- Location of the facility
- Location: 16°55′50″N 43°44′01″E﻿ / ﻿16.930440°N 43.733537°E Saada, Yemen
- Date: 21 January 2022
- Target: Prison in Saada
- Attack type: Airstrike
- Deaths: 87+
- Injured: 266
- Perpetrators: Saudi-led coalition

= 2022 Saada prison airstrike =

Coalition attack in Yemen

On 21 January 2022, according to news sources a Saudi-led coalition carried out an airstrike on a prison in Saada, Yemen, killing at least 87 people. The coalition denied targeting the center.

==Background==
Since 2014, Yemen has been in a civil war between the UN-recognized government forces and members of the Houthi movement, leading to an intervention by a Saudi–led coalition against the Houthis.

On 17 January 2022, Houthi forces drone struck the Emirati capital of Abu Dhabi, killing three civilians and provoking international condemnation.

==Airstrike==
On 21 January 2022, an airstrike hit a prison in the city of Saada in Yemen, killing at least 87 people and injuring more than 266 others. The prison was a detention center for migrant workers.

Fighter jets from the Saudi-led coalition bombed a makeshift prison in Saada Governorate, killing at least 87 prisoners. Those injured in the attack are still being rescued and those killed recovered from the rubble and medical aid is being provided. According to the report, 2500 prisoners were present in the jail at the time of the attack while rescue operations are still going on at the site.

The coalition denied targeting the detention center.

==Casualties==
Doctors Without Borders (MSF) says about 200 people have been brought to only one hospital. Ahmed Mahat, head of the agency, told AFP "There are still many bodies at the site of the airstrike and many people are missing. At the moment it is very difficult to know how many people have been killed and it seems that this was a terrible act of violence."

> [Data listing]:
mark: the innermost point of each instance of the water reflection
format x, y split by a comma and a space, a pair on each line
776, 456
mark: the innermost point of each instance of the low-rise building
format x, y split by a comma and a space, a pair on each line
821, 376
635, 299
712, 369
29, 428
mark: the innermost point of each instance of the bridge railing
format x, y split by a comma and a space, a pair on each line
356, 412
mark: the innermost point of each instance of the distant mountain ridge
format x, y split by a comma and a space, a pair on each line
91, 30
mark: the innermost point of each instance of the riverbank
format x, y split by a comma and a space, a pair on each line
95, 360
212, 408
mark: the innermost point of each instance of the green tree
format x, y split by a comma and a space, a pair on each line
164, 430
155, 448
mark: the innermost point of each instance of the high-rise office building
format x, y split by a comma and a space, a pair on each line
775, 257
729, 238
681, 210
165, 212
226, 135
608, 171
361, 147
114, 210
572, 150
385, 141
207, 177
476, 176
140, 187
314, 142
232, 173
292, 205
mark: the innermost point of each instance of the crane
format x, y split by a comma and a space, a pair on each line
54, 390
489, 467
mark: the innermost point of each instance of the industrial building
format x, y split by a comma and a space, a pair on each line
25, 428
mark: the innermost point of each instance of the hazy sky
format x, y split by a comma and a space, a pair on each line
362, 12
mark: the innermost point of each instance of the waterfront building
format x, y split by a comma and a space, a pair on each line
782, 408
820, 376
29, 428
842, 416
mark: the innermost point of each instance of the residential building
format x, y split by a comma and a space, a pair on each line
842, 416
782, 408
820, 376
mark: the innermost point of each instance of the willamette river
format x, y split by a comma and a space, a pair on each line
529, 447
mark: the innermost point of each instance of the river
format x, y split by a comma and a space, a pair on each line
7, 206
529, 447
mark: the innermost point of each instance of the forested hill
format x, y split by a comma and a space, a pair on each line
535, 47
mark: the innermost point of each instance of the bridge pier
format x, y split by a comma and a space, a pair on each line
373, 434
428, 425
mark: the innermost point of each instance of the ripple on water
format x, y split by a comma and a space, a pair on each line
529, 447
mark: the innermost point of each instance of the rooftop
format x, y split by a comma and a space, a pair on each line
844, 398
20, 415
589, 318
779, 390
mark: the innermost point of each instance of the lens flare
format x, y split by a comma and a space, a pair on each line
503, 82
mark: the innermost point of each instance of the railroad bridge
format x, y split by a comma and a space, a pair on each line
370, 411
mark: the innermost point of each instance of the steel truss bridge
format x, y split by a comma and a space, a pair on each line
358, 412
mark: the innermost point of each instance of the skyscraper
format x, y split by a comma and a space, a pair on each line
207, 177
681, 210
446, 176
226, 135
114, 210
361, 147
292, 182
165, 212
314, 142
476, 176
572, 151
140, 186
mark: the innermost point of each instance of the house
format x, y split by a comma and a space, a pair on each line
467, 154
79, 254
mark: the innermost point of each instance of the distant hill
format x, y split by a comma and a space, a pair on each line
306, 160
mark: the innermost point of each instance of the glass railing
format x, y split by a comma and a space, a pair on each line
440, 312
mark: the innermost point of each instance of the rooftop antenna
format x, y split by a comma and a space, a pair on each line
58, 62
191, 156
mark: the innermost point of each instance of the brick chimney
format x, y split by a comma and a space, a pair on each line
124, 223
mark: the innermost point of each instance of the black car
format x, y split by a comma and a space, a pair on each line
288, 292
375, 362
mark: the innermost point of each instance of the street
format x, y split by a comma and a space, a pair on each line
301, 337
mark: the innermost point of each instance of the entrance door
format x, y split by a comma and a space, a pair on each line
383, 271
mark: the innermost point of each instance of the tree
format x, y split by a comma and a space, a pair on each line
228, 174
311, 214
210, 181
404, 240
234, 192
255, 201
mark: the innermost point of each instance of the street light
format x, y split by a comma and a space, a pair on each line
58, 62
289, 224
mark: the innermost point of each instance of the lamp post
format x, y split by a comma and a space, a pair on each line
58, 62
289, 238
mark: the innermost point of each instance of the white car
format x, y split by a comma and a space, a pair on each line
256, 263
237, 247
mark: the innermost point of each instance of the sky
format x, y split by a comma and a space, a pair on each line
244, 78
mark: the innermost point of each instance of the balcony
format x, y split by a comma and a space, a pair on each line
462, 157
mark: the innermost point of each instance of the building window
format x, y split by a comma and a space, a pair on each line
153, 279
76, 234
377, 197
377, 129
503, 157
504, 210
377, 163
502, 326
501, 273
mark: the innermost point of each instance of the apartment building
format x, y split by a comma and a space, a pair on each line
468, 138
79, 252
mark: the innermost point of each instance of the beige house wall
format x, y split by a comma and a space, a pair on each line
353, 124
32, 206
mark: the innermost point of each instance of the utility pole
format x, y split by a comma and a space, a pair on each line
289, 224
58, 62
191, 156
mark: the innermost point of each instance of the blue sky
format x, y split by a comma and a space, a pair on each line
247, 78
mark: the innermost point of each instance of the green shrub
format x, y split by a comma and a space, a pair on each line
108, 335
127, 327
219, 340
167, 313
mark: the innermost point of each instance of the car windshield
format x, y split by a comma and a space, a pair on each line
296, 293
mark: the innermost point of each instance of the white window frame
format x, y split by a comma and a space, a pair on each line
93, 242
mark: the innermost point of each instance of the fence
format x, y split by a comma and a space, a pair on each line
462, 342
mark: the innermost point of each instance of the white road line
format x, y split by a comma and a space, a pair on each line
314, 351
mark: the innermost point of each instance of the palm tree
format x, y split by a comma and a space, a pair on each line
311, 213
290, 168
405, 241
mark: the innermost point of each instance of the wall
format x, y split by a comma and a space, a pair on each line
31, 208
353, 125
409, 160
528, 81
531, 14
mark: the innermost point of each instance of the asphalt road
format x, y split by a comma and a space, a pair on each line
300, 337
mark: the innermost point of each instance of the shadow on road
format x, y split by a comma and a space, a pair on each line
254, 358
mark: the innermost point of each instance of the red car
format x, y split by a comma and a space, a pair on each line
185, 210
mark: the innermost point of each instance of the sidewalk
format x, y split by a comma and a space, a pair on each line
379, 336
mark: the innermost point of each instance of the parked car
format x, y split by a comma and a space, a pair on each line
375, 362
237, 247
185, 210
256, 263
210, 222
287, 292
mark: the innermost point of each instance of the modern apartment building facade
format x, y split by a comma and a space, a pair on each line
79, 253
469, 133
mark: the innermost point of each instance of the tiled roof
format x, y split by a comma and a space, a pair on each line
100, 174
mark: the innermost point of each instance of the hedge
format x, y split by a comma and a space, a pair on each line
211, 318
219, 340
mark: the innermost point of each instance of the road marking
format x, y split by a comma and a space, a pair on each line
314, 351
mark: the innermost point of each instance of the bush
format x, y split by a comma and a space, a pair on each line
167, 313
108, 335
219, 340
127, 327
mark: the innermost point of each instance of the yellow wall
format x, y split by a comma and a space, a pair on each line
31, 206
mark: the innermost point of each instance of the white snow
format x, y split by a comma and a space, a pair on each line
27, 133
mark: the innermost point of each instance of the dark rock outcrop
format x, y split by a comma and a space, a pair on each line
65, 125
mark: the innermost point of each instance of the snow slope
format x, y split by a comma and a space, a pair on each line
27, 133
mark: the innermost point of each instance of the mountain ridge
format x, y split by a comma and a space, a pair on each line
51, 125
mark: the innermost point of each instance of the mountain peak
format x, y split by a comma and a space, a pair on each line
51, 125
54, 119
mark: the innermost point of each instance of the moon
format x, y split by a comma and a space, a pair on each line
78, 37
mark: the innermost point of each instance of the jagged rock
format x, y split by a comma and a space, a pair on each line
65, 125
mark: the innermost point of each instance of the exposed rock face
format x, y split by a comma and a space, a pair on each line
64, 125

> [Tasks]:
(1) In the article on the 2022 Saada prison airstrike, reproduce the stretch from "Fighter jets from" through "the detention center.".
(2) According to the article on the 2022 Saada prison airstrike, who was the prison used to detain?
(3) Extend the article on the 2022 Saada prison airstrike with the next part, beginning after its final sentence.

> [Outputs in order]:
(1)
Fighter jets from the Saudi-led coalition bombed a makeshift prison in Saada Governorate, killing at least 87 prisoners. Those injured in the attack are still being rescued and those killed recovered from the rubble and medical aid is being provided. According to the report, 2500 prisoners were present in the jail at the time of the attack while rescue operations are still going on at the site.

The coalition denied targeting the detention center.

(2) Migrant workers.

(3)
==Aftermath==
In an interview with media, the governor of Saada said that the hospitals were collapsed by corpses and injured, while the province, as well as the country, is in dire need of all kinds of medical equipment including medicines. At the time Hospitals in Yemen were urgently needed blood of any type

The coalition denied targeting the center and stated they will inform and share details with the Office for the Coordination of Humanitarian Affairs in Yemen (OCHA) and the International Committee of the Red Cross (ICRC). The coalition also stated that the target in Saada was not on no-targeting lists agreed upon with the OCHA, was not reported by the ICRC and did not meet the standards stipulated by the Third Geneva Convention for Prisoners of War.

==Reactions==
- UN Secretary-General António Guterres said in a statement that "the violence and tensions need to be stopped immediately". That attacks on civilians and infrastructure are prohibited under international law. The statement added: "They remind all parties under international humanitarian law of their responsibility to ensure that civilians are protected from the dangers posed by military action. In this case, the precautionary principle should be followed according to the proportions".